Reliable Transaction Router
System Manager's Manual

The same priority list order should be used on all partition members. If a different list is used, the router will determine the sequence number for conflicting members through the order in which those members joined the facility. For example, if the above command were issued only on Bronze, and Gold had the opposite priority list, the router would assign the lower sequence number to the backend that joined the facility first.

The /PRIORITY_LIST feature is very useful in cluster configurations. For example, Site A and Site B each contain 2-node clusters, as shown in the following figure. The facility is configured such that at Site A, Node-A1 has the primary active partition and Node-A2 has the standby partition. At Site B, Node-B1 is the secondary active partition and Node-B2 has the standby of the secondary.

Figure 2-4 Cluster Configuration

The partition could be defined such that the standby node, Node-A2, would become active if the primary node were to fail. For example, issuing the following command on all four nodes for this partition guarantees that the specified list is followed when there is a failure.

SET PARTITION test/PRIORITY_LIST=(Node-A1,Node-A2,Node-B1,Node-B2)

Using the SHOW PARTITION command from the router, this partition would be as follows:

Router partitions on node SILVER in group "test" at Mon Mar 22 17:22:06 1999 State: ACTIVE Low bound: 0 High bound: 4294967295 Failover policy: fail_to_standby Backends: node-a1,node-a2,node-b1,node-b2 States: pri_act,standby,sec_act,standby Relative priorities: 1,2,3,4 Primary main: node-a1 Shadow main: node-b1

However, the partition could also be configured so that the secondary active node, Node-B1, would become the primary node if the original primary system were to fail. This is controlled with the /FAILOVER_POLICY qualifier to the SET PARTITION command. The default is /FAILOVER_POLICY=STAND_BY.

If the relative priority (sequence number) for Node-A2 is changed to four, it still becomes the primary active server if Node-A1 fails because the failover policy indicates a fail_to_standby requirement for this partition.

SET PARTITION test/PRIORITY_LIST=(Node-A1,Node-B1,Node-B2,Node-A2)

After issuing this command, the router partition appears as follows. Note the change in relative priorities for the backends.

Router partitions on node SILVER in group test at Tue Mar 23 13:29:41 1999 State: ACTIVE Low bound: 0 High bound: 4294967295 Failover policy: fail_to_standby Backends: node-a1,node-a2,node-b1,node-b2 States: pri_act,standby,sec_act,standby Relative priorities: 1,4,2,3 Primary main: node-a1 Shadow main: node-b1

Use the following SET PARTITION command to change the facility so that Node-B1 will become the primary active server if Node-A1 fails.

SET PARTITION test/FAILOVER_POLICY=shadow

Use the /FAILOVER_POLICY qualifier to select a new active primary in configurations where shadowing is enabled. This qualifier takes precedence over the /PRIORITY_LIST qualifier. Use the /PRIORITY_LIST qualifier to determine the failover order for specific nodes. It is most useful in cluster configurations where it can specify the exact failover order for the nodes within the cluster. For example, in a standby facility on a cluster of four nodes, the /PRIORITY_LIST qualifier can specify the desired order of failover for those cluster members. Some machines within a cluster may be more powerful than other machines. This feature allows for the most efficient use of those machines.

2.16.2 Router Selection

Within the scope of a given facility, routers and backends connect to one another. However, nodes with a specific role do not connect to nodes with the same role, i.e., routers do not connect to other routers. Frontends choose only one router to connect to at a given time. This router is called the Current Router for that frontend within the scope of a facility.

*Written exercise 1*. Reproduce the passage of the manual excerpt that opens with the words containing "After issuing this" and closes with "if Node-A1 fails.".
The records that come next are unrelated to the manual excerpt.

*Raw data*.

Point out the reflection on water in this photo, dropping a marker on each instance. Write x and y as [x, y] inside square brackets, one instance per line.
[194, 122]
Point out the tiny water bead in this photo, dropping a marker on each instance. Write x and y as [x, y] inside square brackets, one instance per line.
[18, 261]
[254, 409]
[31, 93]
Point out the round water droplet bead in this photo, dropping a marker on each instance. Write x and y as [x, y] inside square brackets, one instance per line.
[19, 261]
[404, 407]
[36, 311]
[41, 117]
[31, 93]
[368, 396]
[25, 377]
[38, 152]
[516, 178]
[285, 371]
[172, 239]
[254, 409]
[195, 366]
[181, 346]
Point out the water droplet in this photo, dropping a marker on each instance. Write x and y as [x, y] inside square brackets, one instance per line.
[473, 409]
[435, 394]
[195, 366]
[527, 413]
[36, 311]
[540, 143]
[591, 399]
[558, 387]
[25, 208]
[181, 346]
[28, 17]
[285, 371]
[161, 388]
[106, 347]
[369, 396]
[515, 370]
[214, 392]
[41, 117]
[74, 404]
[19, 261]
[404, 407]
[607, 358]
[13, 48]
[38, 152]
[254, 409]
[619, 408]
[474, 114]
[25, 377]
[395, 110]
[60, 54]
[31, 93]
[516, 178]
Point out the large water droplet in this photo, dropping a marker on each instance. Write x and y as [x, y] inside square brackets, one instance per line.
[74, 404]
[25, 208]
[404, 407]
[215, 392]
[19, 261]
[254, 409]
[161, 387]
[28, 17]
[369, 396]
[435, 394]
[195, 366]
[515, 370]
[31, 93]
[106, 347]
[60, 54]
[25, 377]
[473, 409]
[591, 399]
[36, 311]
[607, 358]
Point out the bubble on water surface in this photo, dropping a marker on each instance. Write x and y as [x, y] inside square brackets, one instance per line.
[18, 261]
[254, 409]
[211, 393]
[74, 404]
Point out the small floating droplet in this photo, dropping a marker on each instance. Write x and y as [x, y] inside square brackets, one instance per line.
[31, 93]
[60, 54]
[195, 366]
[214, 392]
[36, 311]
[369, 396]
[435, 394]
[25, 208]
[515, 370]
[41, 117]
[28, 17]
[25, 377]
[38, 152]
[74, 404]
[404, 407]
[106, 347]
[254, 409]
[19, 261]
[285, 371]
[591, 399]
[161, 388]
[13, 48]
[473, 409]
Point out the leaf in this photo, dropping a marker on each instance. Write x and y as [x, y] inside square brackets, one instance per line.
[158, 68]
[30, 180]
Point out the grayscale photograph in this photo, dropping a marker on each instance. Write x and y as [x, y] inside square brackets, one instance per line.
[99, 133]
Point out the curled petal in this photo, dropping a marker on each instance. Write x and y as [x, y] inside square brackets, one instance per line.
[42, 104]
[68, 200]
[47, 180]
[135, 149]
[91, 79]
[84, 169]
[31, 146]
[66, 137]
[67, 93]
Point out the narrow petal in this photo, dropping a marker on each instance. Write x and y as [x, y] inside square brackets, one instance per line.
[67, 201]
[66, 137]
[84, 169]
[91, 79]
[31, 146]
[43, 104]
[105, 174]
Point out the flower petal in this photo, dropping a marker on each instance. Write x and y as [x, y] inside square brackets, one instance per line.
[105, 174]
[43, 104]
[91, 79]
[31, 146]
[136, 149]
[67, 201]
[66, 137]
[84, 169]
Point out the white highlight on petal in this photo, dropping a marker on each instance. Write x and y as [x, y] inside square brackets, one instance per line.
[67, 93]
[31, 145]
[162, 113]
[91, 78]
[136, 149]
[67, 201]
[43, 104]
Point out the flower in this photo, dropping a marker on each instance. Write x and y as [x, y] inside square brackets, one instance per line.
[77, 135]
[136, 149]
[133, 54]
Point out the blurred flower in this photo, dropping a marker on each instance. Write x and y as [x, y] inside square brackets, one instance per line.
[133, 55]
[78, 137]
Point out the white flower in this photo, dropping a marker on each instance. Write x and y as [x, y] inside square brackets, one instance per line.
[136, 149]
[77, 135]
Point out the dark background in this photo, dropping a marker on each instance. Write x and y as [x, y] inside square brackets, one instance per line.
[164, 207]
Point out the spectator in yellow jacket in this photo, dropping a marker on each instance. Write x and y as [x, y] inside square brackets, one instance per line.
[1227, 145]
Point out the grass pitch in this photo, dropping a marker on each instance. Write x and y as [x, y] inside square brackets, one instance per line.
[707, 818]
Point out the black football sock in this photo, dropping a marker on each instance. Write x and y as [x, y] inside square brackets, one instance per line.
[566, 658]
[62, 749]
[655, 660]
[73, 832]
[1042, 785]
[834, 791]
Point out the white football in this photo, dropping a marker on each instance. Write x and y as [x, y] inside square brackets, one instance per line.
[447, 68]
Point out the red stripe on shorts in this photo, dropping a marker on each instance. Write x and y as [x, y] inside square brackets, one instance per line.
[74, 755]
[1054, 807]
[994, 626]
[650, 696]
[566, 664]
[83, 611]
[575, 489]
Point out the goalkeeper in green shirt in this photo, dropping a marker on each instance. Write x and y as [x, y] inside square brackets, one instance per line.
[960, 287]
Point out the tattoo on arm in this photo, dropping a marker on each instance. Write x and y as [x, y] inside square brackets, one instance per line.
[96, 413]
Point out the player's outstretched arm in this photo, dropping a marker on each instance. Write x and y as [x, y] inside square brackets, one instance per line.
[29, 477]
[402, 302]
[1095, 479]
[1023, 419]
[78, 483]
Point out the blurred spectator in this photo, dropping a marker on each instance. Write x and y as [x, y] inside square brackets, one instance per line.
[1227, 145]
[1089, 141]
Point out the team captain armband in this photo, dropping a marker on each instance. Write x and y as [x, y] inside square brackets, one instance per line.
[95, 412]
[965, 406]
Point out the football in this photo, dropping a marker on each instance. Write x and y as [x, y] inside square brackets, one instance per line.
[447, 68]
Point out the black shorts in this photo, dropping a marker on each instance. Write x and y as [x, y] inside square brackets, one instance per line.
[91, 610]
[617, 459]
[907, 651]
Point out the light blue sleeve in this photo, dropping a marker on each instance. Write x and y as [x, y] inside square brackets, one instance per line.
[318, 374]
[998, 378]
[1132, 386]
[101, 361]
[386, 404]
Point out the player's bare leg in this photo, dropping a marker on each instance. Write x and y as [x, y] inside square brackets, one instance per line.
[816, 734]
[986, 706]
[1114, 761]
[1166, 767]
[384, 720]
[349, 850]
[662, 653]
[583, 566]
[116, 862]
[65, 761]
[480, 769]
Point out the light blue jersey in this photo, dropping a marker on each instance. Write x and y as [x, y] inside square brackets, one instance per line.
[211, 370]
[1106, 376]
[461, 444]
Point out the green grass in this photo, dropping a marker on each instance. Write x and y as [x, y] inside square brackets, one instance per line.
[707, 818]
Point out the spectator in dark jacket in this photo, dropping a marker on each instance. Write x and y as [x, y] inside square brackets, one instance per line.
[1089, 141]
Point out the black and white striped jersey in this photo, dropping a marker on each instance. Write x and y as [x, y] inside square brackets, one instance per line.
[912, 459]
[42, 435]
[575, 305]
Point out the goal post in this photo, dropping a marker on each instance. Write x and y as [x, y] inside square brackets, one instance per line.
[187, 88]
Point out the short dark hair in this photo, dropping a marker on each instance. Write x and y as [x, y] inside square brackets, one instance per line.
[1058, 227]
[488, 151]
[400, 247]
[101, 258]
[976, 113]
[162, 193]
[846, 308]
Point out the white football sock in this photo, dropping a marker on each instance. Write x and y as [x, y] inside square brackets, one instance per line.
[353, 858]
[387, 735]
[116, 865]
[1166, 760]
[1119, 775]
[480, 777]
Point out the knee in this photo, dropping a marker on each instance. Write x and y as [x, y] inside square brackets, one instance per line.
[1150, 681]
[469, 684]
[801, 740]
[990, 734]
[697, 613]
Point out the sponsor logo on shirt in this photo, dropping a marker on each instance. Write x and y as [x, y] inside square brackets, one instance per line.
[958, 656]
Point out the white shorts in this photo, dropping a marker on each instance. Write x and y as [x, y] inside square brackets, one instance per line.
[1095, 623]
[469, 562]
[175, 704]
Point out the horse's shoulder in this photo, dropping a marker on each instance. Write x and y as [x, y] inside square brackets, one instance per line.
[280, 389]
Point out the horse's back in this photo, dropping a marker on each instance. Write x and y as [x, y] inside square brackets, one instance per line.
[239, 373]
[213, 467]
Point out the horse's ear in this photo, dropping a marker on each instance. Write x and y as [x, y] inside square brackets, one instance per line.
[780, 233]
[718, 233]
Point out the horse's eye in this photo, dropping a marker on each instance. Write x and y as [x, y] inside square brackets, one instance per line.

*Written exercise 2*. Locate every line in the records that contains the string "flower" and copy each one. Case counts.

*Task output 1*.
After issuing this command, the router partition appears as follows. Note the change in relative priorities for the backends.

Router partitions on node SILVER in group test at Tue Mar 23 13:29:41 1999 State: ACTIVE Low bound: 0 High bound: 4294967295 Failover policy: fail_to_standby Backends: node-a1,node-a2,node-b1,node-b2 States: pri_act,standby,sec_act,standby Relative priorities: 1,4,2,3 Primary main: node-a1 Shadow main: node-b1

Use the following SET PARTITION command to change the facility so that Node-B1 will become the primary active server if Node-A1 fails.

*Task output 2*.
Point out the flower petal in this photo, dropping a marker on each instance. Write x and y as [x, y] inside square brackets, one instance per line.
Point out the flower in this photo, dropping a marker on each instance. Write x and y as [x, y] inside square brackets, one instance per line.
Point out the blurred flower in this photo, dropping a marker on each instance. Write x and y as [x, y] inside square brackets, one instance per line.
Point out the white flower in this photo, dropping a marker on each instance. Write x and y as [x, y] inside square brackets, one instance per line.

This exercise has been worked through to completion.